In the step S9, the vectors of extracted signals s1 (1 for k=1) and s2 (2 for k=2) are combined in order to obtain the full-band reconstructed signals (by application for example of a synthetic filter band).

FIG. 8 shows the steps of a particular embodiment of the method according to the invention. More precisely, FIG. 8 shows steps of the method that can be implemented between the steps S4 and S7 of FIG. 7.

In the step S4, as described hereinabove, the decoding matrix B defined hereinabove is obtained. In the step S5 it is possible to carry out an inversion of this decoding matrix B (or equivalently, a determining of its pseudo-inverse) in order to obtain the corresponding mixing matrix A (step S51). In the case of source separation, the mixing matrix A can thus contain coefficients relative to respective positions of sound sources to be extracted. In the case of a restoration on speakers, the mixing matrix A can contain coefficients relative to the position of the speakers where on it is desired to restore the decoded signals. More precisely, the lines of the mixing matrix A correspond to the successive ambisonic channels (defining successively the orders m=0 to m=M, where M is the maximum ambisonic order available) and its columns correspond to the sources or to the speakers.

In the step S6, it is possible to reduce the dimensions of the mixing matrix A, in order to obtain sub-matrices A1, A2. This is a matrix reduction of which the number of lines corresponds to the numbers of ambisonic channels for each order. Typically, if the ambisonic signals are indeed encoded in the band from 100 to 1000 Hz, where the order m=1 is indeed respected (at least for the ambisonic microphone of FIG. 5), a sub-matrix A1 with N=4 lines associated with the order m=1 and with the frequency band 100-1000 Hz is already extracted from the matrix A. Then, if the ambisonic signals are indeed represented in the band from 1000 to 10,000 Hz, where the order m=2 is indeed respected, a matrix A2 with N=9 lines and associated with the order m=2 and with the frequency band 1000-10,000 Hz is then extracted from the matrix A and so on. The number of sub-matrices thus depends on the order of the ambisonic content x(t) of which the components are retained as valid in the step S31. Each sub-matrix then corresponds to a frequency band, and can thus contain a number of lines that correspond to the number of valid channels for this frequency band. More precisely, as shown in FIG. 8, for each sub-band, the number of corresponding valid channels is identified. For example, for a sub-band f1 selected for the order m=1 of the ambisonic content x(t), a matrix A1 comprising four lines (N1=(m+1)²) corresponding to the four ambisonic channels with order 1 is extracted, and the number of “sources” (sources to be extracted or speakers) in columns. As shown in FIG. 8, the four lines retained for the construction of the sub-matrix A1 are the coefficients of the global initial matrix A:

- C11, C12, C13,
- C21, C22, C23,
- C31, C32, C33, and
- C41, C42, C43.

#### STATED PROBLEM:
Please continue the ambisonic decoding passage above, starting right after its list of the coefficients C11 through C43.

#### PROVIDED DATA:
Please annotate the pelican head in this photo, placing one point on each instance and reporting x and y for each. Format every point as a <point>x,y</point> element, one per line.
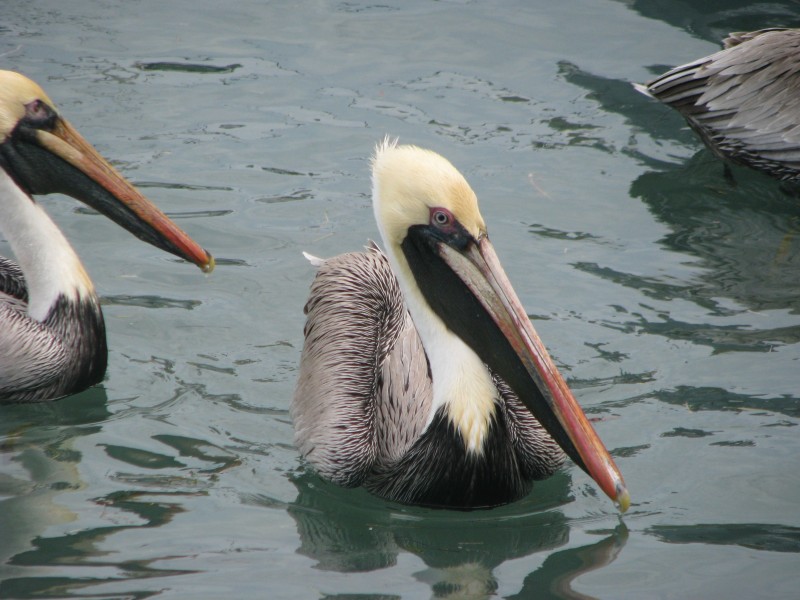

#### EXERCISE RESULT:
Regarding the sub-matrix A2, these lines of the global matrix A can be used, as well as the following, up to the line:

- C91, C92, C93.

For the mixing matrix A2, corresponding to the order 2 of the ambisonic content x(t), and therefore to the sub-band f2, nine lines are therefore retained, corresponding to the nine channels of order 2, and the number of sources to be extracted in columns.

Each mixing sub-matrix thus obtained is of dimension N×Ntarget, with Ntarget the number of sources coming from the blind source separation or the number of speakers provided for a restitution.

In the case of a restitution on speakers, the number of speakers is preferably equal to or greater than the number of lines. For example, for the mixing matrix A1 of four lines, a set of four columns may only be retained. In the case of source separation, the number of columns can be less than or equal to the number of lines. For example, for the mixing matrix A1 of four lines, the columns can be suppressed and sources can be retained for example of which the signals are of greater energy and/or those which are the least correlated (sources that are the least “mixed” possible) and/or the signals that correspond to the direct field of the sources, or others.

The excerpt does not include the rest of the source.